(STATED PROBLEM)
Could you update the listing below by changing each "even-odd" to "nonzero" and leaving everything else as it is?

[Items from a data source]
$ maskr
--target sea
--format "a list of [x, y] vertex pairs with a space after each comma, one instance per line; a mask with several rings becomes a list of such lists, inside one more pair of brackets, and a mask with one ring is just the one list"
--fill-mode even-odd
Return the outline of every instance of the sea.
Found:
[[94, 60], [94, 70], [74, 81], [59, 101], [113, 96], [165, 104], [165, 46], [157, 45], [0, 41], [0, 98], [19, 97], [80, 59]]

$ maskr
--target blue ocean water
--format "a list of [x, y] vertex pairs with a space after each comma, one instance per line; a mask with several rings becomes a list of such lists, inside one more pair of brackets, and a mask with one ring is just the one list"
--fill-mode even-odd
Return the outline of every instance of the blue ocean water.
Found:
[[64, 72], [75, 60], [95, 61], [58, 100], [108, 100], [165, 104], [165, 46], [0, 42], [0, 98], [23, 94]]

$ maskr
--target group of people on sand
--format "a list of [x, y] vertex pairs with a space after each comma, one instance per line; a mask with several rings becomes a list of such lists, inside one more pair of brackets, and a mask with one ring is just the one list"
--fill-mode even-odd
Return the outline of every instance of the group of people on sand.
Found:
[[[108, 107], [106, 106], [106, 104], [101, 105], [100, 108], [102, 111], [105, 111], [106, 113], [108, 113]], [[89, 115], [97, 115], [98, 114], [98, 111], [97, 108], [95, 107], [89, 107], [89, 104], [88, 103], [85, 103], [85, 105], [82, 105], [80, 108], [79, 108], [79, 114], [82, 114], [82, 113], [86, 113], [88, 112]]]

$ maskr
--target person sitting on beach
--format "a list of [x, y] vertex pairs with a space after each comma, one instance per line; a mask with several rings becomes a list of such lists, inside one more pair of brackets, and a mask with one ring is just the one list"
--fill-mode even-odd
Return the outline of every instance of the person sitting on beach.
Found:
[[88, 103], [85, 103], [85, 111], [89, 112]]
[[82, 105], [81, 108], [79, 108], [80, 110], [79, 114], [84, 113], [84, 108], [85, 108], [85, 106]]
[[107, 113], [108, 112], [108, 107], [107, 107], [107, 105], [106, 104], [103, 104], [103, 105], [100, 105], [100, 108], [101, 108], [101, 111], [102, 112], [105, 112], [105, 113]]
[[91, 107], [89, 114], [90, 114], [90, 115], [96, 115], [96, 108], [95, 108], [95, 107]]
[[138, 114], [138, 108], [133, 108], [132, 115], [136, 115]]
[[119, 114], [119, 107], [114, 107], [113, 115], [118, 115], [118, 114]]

(TASK SOLUTION)
$ maskr
--target sea
--format "a list of [x, y] vertex pairs with a space after each comma, one instance per line; a mask with several rings becomes a list of such lists, inside one more pair of brackets, and a mask with one ring is just the one list"
--fill-mode nonzero
Return the outline of every instance of the sea.
Found:
[[94, 60], [94, 70], [74, 81], [59, 101], [113, 96], [165, 104], [165, 46], [157, 45], [0, 41], [0, 98], [19, 97], [80, 59]]

$ maskr
--target blue ocean water
--format "a list of [x, y] vertex pairs with a space after each comma, one instance per line; a mask with several rings becomes a list of such lists, inside one more pair of brackets, and a mask with one ring is just the one list"
--fill-mode nonzero
Return the outline of every instance of the blue ocean water.
Found:
[[64, 72], [75, 60], [95, 61], [58, 100], [108, 100], [165, 104], [165, 46], [0, 42], [0, 98], [23, 94]]

$ maskr
--target group of people on sand
--format "a list of [x, y] vertex pairs with a space after each comma, one instance per line; a mask with several rings becomes a list of such lists, inside one more pair of brackets, and a mask with one ring is just the one list"
--fill-mode nonzero
Return the outline of every instance of the group of people on sand.
Found:
[[[108, 107], [106, 106], [106, 104], [101, 105], [100, 108], [102, 111], [105, 111], [106, 113], [108, 113]], [[89, 115], [97, 115], [98, 114], [98, 111], [97, 108], [95, 107], [89, 107], [89, 104], [88, 103], [85, 103], [85, 105], [82, 105], [80, 108], [79, 108], [79, 114], [82, 114], [82, 113], [86, 113], [88, 112]]]

$ maskr
--target person sitting on beach
--format "a list of [x, y] vertex pairs with a space after each comma, one instance per line; a mask with several rings becomes a list of such lists, inside one more pair of brackets, and a mask with one ring is just the one list"
--fill-mode nonzero
Return the outline of every instance of the person sitting on beach.
Found:
[[88, 103], [85, 103], [85, 111], [89, 112]]
[[82, 105], [81, 108], [79, 108], [80, 110], [79, 114], [84, 113], [84, 108], [85, 108], [85, 106]]
[[107, 113], [108, 112], [108, 107], [107, 107], [107, 105], [106, 104], [103, 104], [103, 105], [100, 105], [100, 108], [101, 108], [101, 111], [102, 112], [105, 112], [105, 113]]
[[91, 107], [89, 114], [90, 114], [90, 115], [96, 115], [96, 108], [95, 108], [95, 107]]
[[138, 114], [138, 108], [133, 108], [132, 115], [136, 115]]
[[119, 114], [119, 107], [114, 107], [113, 115], [118, 115], [118, 114]]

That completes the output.